» Input for this task
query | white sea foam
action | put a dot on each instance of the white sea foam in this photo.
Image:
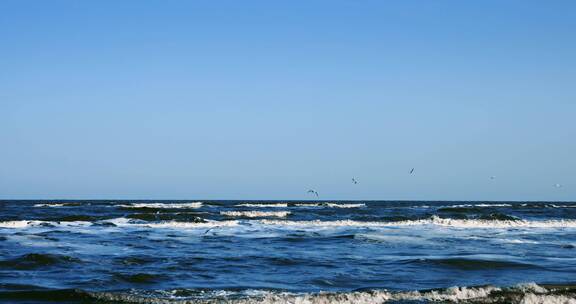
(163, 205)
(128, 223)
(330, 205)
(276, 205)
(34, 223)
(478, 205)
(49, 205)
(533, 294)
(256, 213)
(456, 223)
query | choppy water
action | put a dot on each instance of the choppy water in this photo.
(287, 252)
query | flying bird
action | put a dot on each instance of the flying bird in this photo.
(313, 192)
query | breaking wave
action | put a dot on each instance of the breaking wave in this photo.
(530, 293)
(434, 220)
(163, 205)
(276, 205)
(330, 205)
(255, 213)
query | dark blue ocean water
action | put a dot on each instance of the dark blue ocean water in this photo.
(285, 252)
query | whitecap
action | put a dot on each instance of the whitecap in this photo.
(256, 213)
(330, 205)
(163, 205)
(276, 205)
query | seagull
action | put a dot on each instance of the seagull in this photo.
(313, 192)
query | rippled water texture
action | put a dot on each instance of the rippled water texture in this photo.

--

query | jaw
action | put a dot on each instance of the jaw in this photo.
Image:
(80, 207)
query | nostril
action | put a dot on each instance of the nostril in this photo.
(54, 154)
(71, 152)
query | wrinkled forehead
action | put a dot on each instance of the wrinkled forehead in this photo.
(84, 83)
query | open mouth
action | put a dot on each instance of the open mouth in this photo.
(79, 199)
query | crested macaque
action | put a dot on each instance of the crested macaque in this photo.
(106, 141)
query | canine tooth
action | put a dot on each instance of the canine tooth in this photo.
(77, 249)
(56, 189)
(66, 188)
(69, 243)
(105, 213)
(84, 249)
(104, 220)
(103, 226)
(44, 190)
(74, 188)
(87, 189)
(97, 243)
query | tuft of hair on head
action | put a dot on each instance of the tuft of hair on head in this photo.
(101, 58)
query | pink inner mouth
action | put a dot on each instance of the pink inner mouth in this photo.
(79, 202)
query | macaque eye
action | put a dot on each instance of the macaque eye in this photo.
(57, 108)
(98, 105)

» Instructions to follow
Only lines containing the word "rippled" should appear in the answer, and every such line from the records above must be there.

» Task answer
query | rippled water texture
action | put a dot on each instance of the rippled water texture in this photo.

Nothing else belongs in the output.